Point-based annotation data:
----

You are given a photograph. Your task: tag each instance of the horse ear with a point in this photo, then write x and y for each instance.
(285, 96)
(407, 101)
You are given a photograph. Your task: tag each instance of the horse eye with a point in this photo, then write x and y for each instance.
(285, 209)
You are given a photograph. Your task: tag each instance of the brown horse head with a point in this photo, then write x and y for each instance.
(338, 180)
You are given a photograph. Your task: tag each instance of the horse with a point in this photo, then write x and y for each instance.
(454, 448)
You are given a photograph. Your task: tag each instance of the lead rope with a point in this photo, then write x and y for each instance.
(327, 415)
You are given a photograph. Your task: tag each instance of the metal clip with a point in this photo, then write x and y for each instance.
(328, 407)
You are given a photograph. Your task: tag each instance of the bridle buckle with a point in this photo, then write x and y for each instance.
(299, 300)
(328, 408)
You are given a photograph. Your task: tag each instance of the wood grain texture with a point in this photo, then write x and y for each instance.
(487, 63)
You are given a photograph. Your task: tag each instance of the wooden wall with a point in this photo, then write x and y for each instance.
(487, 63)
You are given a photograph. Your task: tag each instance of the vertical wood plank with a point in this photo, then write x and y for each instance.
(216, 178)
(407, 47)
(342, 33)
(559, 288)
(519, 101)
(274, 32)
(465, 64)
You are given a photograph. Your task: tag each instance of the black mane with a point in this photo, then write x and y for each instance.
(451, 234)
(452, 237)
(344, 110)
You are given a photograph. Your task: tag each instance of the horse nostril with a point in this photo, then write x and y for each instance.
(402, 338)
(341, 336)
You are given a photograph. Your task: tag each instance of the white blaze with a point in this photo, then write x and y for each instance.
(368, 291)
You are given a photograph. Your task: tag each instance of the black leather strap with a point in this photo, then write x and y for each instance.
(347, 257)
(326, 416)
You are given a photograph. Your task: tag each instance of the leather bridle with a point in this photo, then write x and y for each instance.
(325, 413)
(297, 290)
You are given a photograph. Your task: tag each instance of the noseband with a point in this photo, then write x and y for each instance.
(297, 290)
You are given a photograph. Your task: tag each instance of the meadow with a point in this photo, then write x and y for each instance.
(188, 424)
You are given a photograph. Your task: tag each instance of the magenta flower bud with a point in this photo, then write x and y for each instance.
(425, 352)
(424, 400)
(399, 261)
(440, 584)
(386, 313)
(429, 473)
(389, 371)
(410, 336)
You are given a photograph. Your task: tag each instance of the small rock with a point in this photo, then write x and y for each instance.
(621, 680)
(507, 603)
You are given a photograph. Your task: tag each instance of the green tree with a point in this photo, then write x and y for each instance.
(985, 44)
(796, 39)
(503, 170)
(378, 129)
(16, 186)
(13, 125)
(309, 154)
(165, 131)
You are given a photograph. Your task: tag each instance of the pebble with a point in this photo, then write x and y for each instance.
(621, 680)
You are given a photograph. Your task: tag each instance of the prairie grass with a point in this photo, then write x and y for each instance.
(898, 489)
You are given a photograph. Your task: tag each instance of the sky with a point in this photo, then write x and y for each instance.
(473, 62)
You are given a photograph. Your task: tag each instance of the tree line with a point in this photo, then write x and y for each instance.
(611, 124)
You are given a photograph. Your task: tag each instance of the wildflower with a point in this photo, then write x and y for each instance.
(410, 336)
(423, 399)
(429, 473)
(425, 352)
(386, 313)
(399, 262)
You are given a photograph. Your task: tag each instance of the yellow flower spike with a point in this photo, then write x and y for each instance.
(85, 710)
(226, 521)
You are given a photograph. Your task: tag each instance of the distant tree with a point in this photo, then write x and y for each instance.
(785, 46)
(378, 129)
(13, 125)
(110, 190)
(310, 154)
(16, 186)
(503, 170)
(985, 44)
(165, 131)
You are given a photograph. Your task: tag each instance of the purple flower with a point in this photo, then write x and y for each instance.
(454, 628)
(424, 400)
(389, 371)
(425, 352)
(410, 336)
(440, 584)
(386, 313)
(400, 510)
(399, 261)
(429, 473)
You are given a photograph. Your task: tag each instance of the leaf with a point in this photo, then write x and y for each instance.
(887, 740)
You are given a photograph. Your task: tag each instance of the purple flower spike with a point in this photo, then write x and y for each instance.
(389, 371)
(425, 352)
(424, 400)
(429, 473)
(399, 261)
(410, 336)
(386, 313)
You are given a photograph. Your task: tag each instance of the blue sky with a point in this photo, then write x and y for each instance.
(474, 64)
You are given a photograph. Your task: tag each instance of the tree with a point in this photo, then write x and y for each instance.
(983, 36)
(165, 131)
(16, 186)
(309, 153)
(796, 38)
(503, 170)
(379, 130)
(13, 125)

----

• EXERCISE DESCRIPTION:
Scale the data starting at the line that contains "purple flower spike" and ending at the last line of the data, and reproduce only those lines, requests included, with both ends counted. Multiply each x and y coordinate in the answers by 0.25, and round the results to whole numbers with halves going up.

• EXPECTED ANSWER:
You are given a photograph. Your task: tag each instance of the purple flower spike with a point in this photo, then write x and y for each instance.
(97, 93)
(106, 88)
(106, 100)
(107, 118)
(100, 65)
(103, 84)
(97, 78)
You are given a photograph. Your task: tag each instance of the blue sky with a point in this photo, then write x and y for each instance.
(119, 16)
You are given a photograph. Your task: tag each instance of the tree with a point in this photo, then write x and y for each instance.
(246, 9)
(41, 33)
(4, 47)
(77, 38)
(199, 10)
(126, 43)
(95, 33)
(3, 31)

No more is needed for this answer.